Work order:
Take the data that follows and retype it word for word.
┄┄┄┄┄┄┄┄┄┄┄┄┄┄┄┄┄┄┄┄
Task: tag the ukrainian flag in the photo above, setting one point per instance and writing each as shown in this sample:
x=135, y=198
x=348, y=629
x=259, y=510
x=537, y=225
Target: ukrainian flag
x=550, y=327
┄┄┄┄┄┄┄┄┄┄┄┄┄┄┄┄┄┄┄┄
Task solution:
Task: tag the ukrainian flag in the photo above, setting one point per instance and writing each as shown in this sample:
x=135, y=198
x=348, y=629
x=259, y=510
x=537, y=225
Target: ukrainian flag
x=550, y=327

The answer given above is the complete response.